#### Source excerpt
Alice Louisa Theodora Zimmern (22 September 1855 – 22 March 1939) was an English writer, translator and suffragist. Her books made a significant contribution to debate on the education and rights of women.

Early years and education
Zimmern was born at Postern Street, Nottingham, the youngest of three daughters of the lace merchant Hermann Theodore Zimmern, a German Jewish immigrant, and his wife Antonia Marie Therese Regina Zimmern, née Leo, sister of Carl Leo, a syndic of Hamburg. Alice collaborated with her elder sister Helen Zimmern on two volumes of translated excerpts from European novels (1880 and 1884). The scholar and political scientist Alfred Eckhard Zimmern was a cousin of hers.

Alice Zimmern was educated at a private school and at Bedford College, London, before entering Girton College, Cambridge in 1881 to read Classics. She and Janet Case organized a society for classical drama that performed a 1883 college production of Elektra, "breaking down", as Virginia Woolf noted, "the tradition that only men acted in the Greek play." Zimmern left Girton in 1885 with honours in both parts of the Cambridge classical tripos. In 1888–1894, she taught Classics at English girls' schools, including Tunbridge Wells High School (1888–1891).

#### Given data
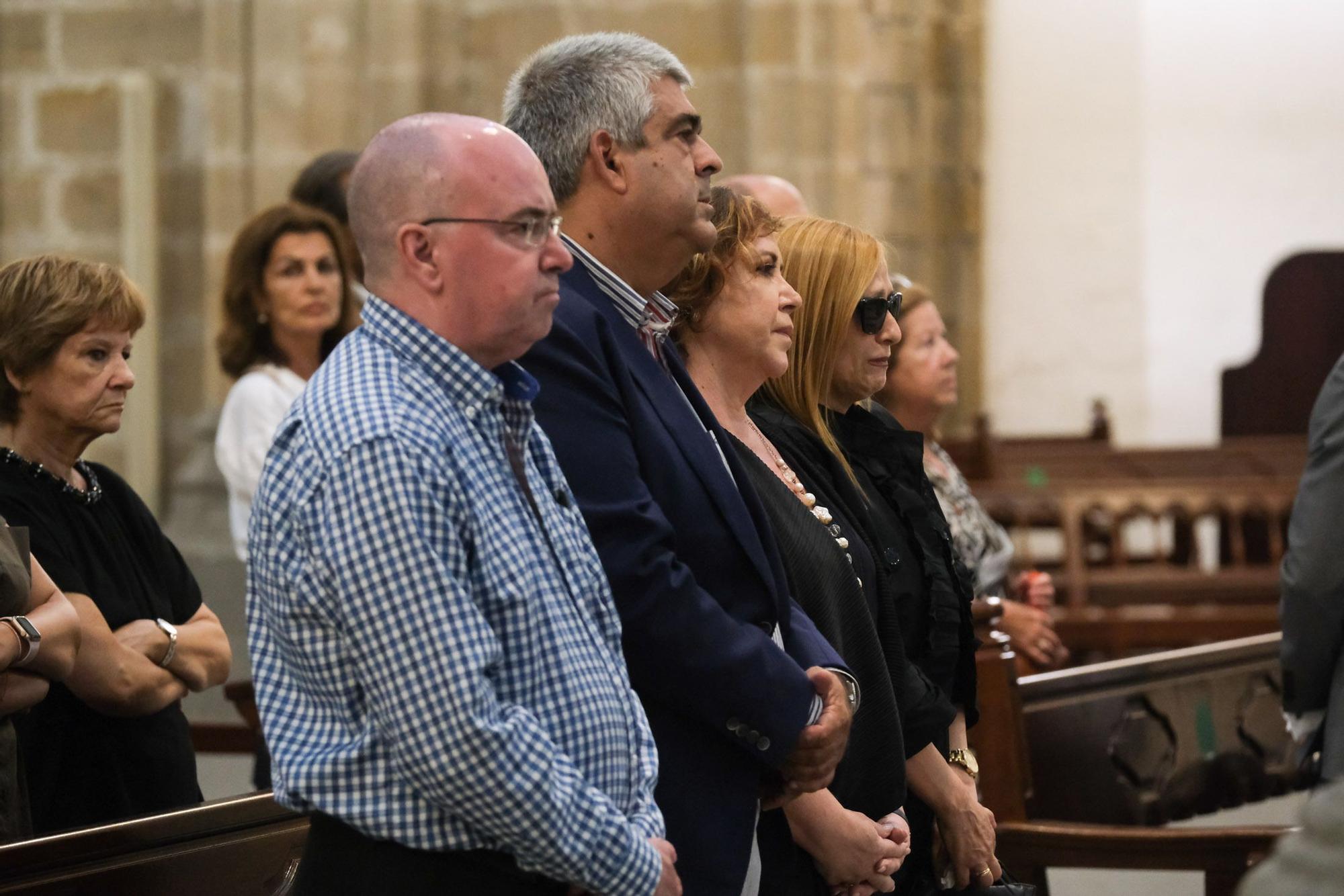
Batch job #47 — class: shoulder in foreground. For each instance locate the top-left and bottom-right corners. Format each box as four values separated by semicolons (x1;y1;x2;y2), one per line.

#### Set of tasks
A - Reproduce the Alice Zimmern biography verbatim, between "Early years and" and "cousin of hers.", inclusive.
B - Extend the Alice Zimmern biography, picking up directly after its final sentence.

#### Expected results
A -
Early years and education
Zimmern was born at Postern Street, Nottingham, the youngest of three daughters of the lace merchant Hermann Theodore Zimmern, a German Jewish immigrant, and his wife Antonia Marie Therese Regina Zimmern, née Leo, sister of Carl Leo, a syndic of Hamburg. Alice collaborated with her elder sister Helen Zimmern on two volumes of translated excerpts from European novels (1880 and 1884). The scholar and political scientist Alfred Eckhard Zimmern was a cousin of hers.

B -
Career
While teaching, Zimmern produced a school edition of the Meditations of Marcus Aurelius in 1887, a translation of Hugo Bluemner's The Home Life of the Ancient Greeks (1893), and a translation of Porphyry: The Philosopher to his Wife Marcella (1896). She later wrote children's books on ancient Greece (Greek History for Young Readers, 1895, Old Tales from Greece, 1897) and Rome (Old Tales from Rome, 1906), all of which were reprinted several times. Greek History for Young Readers was still being praised in the Parents' Review six years later. 

In 1893, she and four other women were awarded Gilchrist scholarships to study the US education system. They were: Miss A. Bramwell, B.Sc., Lecturer at the Cambridge Training College; Miss S. A. Burstall, B.A., Mistress at the North London Collegiate School for Girls; Miss H. M. Hughes, Lecturer on Education at University College, Cardiff; Miss Mary Hannah Page, Head Mistress of the Skinners Company's School for Girls, Stamford Hill. Each woman received £100 to pursue their studies in the US for two months.

This resulted in her book Methods of Education in America (1894), in which she praised the articulacy of American school students and their enthusiasm for classic English literature, but noted that their written work and their textbooks were of a poor standard and the teaching of American history ludicrously patriotic.

Zimmern ceased to teach in schools in 1894, but continued to tutor private students in Classics. She regularly wrote journal articles on comparative education and the education of women. Her book Women's Suffrage in Many Lands (1909) appeared to coincide with the Fourth Congress of the International Women's Suffrage Alliance. This book and The Renaissance of Girls' Education (1898) made big contributions to the debate on the education and rights of women in Zimmern's time. In the former she noted an "intimate... connexion between enfranchisement and the just treatment of women." While most of her arguments are moderate and pragmatic, she acknowledges the militant tactics of British suffragettes as effective in making women's suffrage "the question of the day".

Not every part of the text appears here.